▸ Problem details
Quote every entry word for word.

▸ Given data
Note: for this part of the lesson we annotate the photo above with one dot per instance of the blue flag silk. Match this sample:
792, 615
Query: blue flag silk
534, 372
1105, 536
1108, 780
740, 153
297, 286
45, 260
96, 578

▸ Response below
Note: for this part of the lesson we annotate the photo above with one dot per instance of the blue flag silk. Match this sample:
792, 615
Query: blue flag silk
534, 372
1105, 536
1108, 780
740, 153
297, 286
45, 260
96, 578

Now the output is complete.